— start —

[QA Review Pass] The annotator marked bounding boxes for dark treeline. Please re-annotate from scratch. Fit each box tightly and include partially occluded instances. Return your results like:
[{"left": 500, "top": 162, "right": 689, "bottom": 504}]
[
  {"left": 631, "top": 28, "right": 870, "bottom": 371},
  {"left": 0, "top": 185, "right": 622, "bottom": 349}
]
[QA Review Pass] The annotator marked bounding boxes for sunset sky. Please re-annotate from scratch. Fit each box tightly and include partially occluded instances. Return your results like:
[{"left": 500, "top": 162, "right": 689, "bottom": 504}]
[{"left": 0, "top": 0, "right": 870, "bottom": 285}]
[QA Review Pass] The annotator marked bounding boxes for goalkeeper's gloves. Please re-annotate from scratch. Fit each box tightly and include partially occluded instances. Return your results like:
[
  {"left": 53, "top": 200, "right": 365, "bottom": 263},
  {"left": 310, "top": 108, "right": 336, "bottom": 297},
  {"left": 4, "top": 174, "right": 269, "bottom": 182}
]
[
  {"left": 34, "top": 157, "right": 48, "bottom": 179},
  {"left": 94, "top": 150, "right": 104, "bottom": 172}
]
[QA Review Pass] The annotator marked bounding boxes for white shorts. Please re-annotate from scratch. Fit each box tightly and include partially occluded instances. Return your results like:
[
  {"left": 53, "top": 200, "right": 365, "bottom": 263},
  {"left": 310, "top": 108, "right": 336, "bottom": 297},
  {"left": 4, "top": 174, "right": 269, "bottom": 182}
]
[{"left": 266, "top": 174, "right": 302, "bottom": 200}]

— end —

REQUIREMENTS. How many lines in the records above contain the word "white"? Reply with the number alone.

SOLUTION FOR THIS TASK. 1